REQUIRED WORK: Copy the entries verbatim, starting with the first line and going on through the line that contains "50, 371, 75, 398", with both of those lines included.

DATASET EXCERPTS:
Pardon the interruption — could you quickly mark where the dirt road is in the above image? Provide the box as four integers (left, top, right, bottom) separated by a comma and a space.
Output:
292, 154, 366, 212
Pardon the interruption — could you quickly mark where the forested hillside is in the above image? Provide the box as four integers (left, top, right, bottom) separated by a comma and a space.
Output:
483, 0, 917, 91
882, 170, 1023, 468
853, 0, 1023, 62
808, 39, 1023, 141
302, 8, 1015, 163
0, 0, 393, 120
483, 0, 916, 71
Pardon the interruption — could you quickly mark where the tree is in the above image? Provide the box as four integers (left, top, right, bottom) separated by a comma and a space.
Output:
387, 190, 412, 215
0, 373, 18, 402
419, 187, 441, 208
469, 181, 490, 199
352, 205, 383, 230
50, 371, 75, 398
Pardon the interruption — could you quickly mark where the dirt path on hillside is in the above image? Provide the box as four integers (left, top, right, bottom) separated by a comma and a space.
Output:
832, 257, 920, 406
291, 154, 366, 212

TASK SOLUTION:
Pardon the interruption — could you quickly mark where the dirt road is in the above image? Provide the box as four integers (left, top, right, bottom) separated by a comma and a space.
Output:
292, 154, 366, 212
Pardon the interruption — could you quickly mark where the forested hillside is in the above image? Provide the box as four integers (left, top, right, bottom) separated by a comma and a space.
Output:
483, 0, 917, 91
882, 170, 1023, 468
853, 0, 1023, 62
808, 39, 1023, 141
302, 8, 1015, 163
0, 0, 393, 120
483, 0, 916, 71
Pardon the interruption — could you quickly mark where the tree is in the above image? Provide the box as four integers (left, top, right, bottom) separated by a comma and a space.
Output:
387, 190, 412, 215
0, 373, 18, 402
419, 187, 441, 208
469, 181, 490, 199
352, 205, 383, 230
50, 371, 75, 398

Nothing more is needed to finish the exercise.